(RECORDS FOR THIS TASK Opens)

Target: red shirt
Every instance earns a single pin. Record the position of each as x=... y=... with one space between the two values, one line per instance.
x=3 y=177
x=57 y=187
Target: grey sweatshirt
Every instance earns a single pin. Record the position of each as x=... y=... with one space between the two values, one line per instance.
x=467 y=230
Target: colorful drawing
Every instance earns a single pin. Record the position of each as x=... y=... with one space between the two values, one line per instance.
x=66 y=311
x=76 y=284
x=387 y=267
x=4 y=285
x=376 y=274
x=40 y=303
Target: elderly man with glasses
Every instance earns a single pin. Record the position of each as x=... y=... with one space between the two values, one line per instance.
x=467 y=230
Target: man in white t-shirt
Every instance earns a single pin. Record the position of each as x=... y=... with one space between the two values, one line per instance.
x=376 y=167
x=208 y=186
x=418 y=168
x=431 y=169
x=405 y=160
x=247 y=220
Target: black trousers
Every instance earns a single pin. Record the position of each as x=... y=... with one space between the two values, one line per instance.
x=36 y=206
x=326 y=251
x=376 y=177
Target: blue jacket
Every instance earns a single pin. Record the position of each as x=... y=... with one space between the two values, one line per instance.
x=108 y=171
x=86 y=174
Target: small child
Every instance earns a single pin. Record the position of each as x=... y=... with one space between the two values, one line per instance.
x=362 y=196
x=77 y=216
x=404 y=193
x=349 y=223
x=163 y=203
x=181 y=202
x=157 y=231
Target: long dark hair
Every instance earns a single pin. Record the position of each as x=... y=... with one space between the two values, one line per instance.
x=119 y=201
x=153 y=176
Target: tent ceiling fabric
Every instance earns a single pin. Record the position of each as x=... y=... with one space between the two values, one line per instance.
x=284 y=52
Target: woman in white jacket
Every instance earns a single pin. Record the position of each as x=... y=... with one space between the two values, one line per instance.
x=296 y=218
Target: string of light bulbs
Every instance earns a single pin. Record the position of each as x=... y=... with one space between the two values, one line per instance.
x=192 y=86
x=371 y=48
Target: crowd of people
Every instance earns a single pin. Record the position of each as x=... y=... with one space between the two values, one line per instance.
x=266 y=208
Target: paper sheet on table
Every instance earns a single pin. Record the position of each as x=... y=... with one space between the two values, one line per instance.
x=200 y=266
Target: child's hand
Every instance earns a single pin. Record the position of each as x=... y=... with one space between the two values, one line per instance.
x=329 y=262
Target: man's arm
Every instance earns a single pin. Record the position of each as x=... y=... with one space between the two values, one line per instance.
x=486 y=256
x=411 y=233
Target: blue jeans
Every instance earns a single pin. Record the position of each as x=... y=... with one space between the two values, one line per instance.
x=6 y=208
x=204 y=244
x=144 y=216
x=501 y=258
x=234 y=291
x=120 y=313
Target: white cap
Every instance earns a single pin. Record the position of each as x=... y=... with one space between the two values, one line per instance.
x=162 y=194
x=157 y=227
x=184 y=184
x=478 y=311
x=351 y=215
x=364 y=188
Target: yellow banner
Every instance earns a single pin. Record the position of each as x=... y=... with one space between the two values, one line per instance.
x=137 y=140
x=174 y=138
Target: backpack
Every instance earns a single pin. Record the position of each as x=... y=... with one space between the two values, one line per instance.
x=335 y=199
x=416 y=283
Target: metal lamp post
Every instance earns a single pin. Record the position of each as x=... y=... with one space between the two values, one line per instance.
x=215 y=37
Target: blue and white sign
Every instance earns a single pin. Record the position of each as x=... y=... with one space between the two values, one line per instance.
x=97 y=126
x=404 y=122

(RECORDS FOR THIS TASK Closes)

EXERCISE REQUIREMENTS: Scan the entries above and return each line that holds "jacket".

SOLUTION TO THE EXERCISE:
Target: blue jacket
Target: woman in white jacket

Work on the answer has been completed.